▶ **Directions**:
Report all lines below with the word "ocean".

▶ **Stored items from a collection**:
----
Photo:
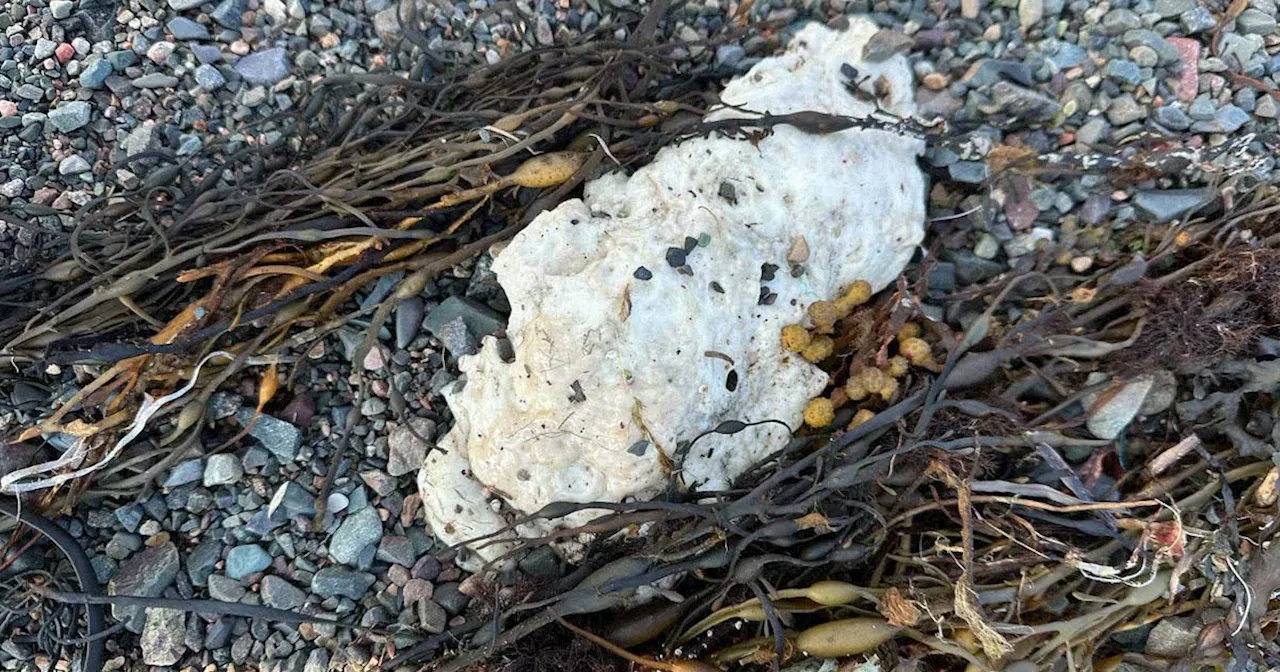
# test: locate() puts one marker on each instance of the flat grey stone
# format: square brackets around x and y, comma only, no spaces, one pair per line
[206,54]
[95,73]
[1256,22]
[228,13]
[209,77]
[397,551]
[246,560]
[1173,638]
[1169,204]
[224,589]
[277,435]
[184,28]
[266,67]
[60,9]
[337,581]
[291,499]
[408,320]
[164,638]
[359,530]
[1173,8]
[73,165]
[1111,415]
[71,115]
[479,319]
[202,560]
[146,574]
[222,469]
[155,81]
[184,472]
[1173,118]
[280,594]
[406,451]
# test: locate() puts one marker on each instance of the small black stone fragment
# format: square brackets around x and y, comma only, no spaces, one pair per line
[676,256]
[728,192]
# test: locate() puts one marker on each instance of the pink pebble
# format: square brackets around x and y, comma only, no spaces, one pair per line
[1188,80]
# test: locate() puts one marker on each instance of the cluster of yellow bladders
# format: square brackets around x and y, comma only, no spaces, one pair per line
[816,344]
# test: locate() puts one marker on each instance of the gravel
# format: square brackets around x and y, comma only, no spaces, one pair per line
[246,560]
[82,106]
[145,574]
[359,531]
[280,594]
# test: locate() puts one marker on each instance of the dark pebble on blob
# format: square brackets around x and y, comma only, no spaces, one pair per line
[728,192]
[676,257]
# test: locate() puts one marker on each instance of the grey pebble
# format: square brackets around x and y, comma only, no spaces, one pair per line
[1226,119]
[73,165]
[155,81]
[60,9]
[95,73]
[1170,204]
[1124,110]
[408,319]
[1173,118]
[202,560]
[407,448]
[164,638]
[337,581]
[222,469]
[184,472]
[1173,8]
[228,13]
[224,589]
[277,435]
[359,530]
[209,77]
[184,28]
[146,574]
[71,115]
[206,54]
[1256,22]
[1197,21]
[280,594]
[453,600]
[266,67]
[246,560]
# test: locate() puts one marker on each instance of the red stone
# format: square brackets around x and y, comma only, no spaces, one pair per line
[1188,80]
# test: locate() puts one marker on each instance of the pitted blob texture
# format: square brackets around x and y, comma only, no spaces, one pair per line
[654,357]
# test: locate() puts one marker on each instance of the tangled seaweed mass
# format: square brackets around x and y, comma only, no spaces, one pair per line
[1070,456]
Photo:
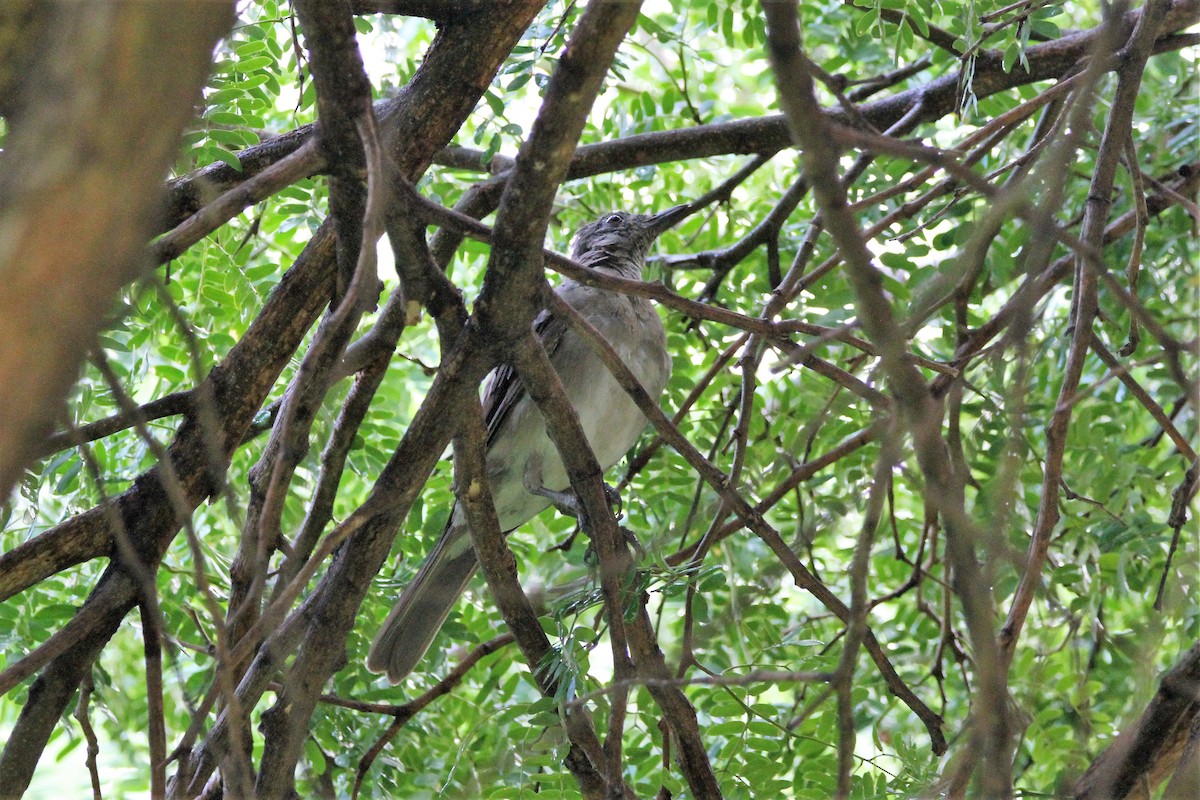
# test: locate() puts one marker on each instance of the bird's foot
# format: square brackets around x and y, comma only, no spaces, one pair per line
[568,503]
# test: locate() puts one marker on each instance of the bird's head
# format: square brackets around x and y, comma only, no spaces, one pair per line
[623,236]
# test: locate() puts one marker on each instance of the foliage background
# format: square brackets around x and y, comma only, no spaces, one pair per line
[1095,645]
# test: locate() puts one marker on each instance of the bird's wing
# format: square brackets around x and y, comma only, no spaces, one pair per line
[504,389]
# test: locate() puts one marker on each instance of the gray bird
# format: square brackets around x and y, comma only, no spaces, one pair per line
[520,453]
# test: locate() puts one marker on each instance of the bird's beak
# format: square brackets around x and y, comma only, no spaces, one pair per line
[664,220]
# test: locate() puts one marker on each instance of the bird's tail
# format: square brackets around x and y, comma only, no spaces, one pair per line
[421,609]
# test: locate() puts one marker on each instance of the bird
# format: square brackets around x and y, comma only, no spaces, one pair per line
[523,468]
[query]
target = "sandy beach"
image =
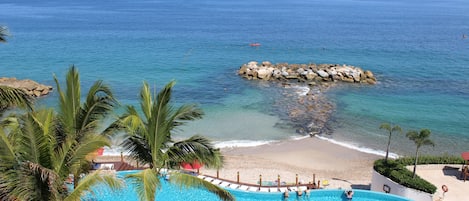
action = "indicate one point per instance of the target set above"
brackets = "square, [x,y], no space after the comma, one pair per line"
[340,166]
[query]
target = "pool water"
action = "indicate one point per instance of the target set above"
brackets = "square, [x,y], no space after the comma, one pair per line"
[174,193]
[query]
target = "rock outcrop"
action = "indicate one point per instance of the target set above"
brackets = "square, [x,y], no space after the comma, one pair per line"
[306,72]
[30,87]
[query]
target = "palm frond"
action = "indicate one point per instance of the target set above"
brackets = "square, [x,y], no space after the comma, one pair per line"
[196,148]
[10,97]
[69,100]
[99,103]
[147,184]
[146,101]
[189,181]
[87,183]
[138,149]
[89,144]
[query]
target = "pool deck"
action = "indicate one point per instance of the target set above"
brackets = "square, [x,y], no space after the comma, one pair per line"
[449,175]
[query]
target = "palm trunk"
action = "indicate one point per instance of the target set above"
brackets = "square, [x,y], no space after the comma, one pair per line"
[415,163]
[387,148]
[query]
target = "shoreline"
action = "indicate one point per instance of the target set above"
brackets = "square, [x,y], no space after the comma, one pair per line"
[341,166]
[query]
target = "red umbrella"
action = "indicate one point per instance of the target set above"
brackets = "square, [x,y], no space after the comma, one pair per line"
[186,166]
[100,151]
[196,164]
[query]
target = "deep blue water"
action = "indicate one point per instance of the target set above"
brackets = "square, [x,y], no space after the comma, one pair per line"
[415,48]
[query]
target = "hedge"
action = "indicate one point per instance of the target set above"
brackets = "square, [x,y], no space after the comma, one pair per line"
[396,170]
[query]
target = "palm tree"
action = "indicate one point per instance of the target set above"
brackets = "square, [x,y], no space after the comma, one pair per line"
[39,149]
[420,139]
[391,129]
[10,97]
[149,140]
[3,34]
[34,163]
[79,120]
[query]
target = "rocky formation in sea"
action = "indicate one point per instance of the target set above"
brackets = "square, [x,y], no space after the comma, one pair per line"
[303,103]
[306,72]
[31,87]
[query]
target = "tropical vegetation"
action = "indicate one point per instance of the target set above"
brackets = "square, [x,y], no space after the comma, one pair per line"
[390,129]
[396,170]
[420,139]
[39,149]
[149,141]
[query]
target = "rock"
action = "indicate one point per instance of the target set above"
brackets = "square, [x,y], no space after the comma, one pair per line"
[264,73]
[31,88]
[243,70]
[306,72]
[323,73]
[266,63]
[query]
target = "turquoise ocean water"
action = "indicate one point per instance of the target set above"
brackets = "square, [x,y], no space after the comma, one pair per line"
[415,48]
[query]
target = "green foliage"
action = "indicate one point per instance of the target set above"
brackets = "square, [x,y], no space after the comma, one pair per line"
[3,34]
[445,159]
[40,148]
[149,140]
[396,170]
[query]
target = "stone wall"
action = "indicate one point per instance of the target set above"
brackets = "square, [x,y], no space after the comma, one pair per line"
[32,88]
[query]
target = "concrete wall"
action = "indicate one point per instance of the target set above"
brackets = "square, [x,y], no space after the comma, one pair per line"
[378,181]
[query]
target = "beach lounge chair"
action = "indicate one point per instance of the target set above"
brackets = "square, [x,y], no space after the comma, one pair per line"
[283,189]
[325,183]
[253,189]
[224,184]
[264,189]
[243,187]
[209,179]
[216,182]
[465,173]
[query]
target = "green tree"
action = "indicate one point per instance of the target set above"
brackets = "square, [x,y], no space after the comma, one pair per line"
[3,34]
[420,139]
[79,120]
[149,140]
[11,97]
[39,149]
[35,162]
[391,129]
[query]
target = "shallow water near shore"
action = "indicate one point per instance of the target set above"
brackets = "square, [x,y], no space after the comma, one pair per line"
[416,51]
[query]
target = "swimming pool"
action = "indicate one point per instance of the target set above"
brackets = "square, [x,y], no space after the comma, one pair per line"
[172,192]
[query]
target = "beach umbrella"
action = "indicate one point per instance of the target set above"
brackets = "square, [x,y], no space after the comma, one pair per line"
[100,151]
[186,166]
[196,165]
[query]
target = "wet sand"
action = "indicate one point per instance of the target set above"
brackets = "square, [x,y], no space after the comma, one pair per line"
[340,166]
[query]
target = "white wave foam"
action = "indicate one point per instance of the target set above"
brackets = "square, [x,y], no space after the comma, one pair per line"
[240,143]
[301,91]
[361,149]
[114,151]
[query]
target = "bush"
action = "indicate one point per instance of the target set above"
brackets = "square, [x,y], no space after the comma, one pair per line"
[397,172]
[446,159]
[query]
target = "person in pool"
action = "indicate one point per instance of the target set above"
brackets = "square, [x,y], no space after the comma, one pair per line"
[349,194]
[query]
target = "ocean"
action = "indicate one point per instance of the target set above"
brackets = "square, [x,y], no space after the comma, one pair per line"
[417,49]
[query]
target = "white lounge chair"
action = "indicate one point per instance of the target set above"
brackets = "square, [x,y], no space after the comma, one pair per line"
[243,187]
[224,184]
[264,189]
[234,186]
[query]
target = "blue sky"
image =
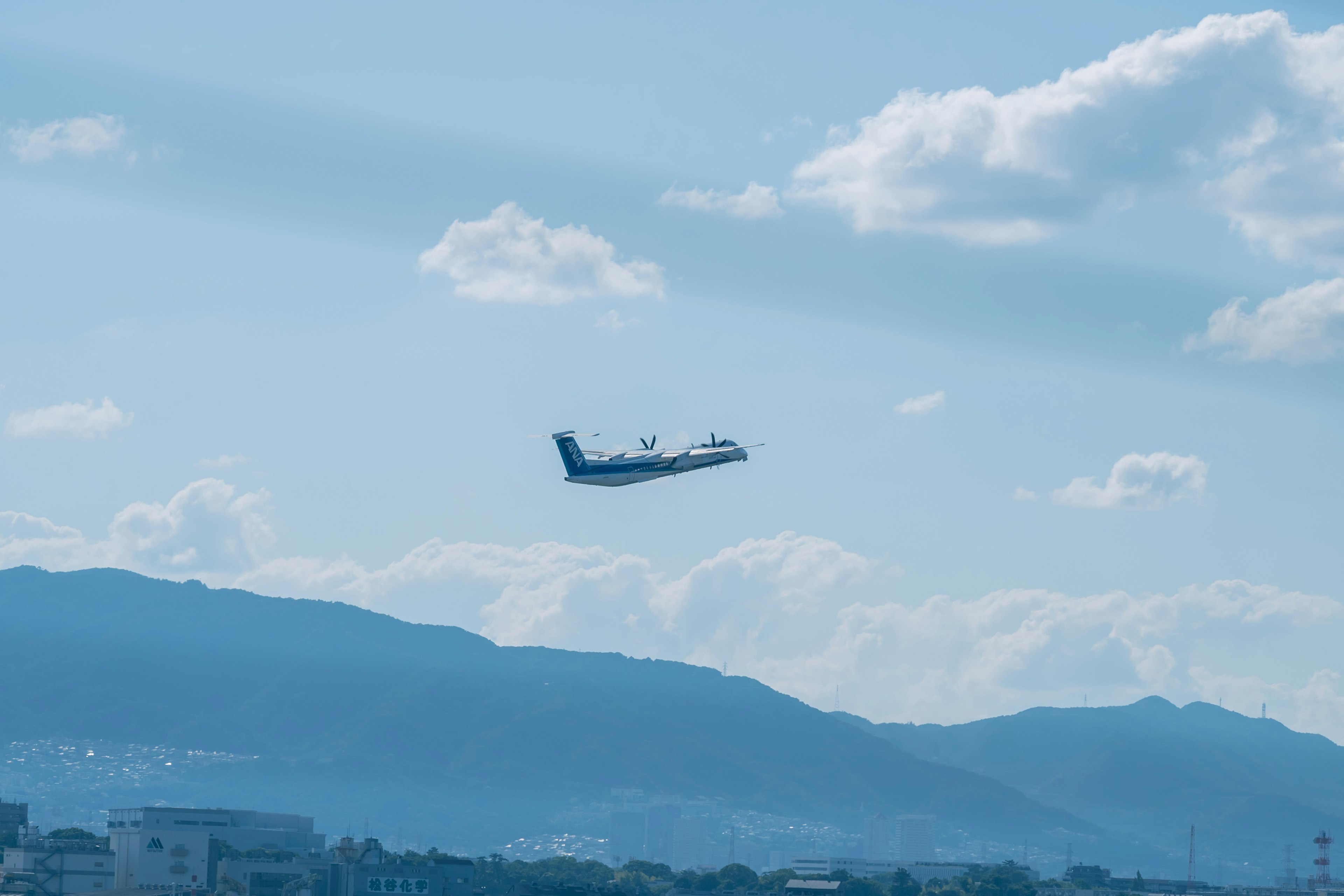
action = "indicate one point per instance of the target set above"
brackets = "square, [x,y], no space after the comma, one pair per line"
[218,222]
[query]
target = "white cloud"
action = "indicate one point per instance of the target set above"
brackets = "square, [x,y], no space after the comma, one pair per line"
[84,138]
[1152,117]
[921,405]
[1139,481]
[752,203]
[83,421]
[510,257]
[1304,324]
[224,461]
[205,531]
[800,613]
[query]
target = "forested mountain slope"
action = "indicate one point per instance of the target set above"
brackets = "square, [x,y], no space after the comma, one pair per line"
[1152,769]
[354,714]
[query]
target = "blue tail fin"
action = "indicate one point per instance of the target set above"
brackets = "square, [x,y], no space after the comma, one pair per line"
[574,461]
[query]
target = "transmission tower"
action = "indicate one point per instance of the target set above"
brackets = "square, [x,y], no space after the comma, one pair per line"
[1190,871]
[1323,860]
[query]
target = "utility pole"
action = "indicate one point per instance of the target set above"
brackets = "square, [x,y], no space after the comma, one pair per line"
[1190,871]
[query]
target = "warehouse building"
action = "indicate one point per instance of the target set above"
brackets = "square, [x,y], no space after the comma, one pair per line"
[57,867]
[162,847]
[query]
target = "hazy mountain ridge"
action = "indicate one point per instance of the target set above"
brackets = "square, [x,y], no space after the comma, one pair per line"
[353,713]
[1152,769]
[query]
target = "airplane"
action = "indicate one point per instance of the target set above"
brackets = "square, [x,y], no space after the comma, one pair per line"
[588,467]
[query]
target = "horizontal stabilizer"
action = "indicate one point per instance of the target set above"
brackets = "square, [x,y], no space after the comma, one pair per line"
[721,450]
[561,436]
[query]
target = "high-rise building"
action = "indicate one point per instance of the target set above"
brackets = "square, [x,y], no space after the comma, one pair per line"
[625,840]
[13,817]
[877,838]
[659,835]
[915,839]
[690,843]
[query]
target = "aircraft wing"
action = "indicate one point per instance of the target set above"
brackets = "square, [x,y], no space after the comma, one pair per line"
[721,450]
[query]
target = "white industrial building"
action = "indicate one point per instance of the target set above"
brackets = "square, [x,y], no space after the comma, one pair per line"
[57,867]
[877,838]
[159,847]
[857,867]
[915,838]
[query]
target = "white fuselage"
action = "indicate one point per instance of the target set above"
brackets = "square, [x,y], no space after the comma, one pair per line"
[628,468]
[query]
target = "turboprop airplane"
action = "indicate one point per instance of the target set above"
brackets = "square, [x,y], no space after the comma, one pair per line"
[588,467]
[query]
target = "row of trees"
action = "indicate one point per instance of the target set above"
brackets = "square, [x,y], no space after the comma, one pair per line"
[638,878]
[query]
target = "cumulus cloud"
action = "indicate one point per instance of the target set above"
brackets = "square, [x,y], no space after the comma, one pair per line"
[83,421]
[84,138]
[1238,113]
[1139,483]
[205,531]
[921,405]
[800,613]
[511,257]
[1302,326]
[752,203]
----
▶ **Response box**:
target = "turquoise ocean water"
target = "ocean"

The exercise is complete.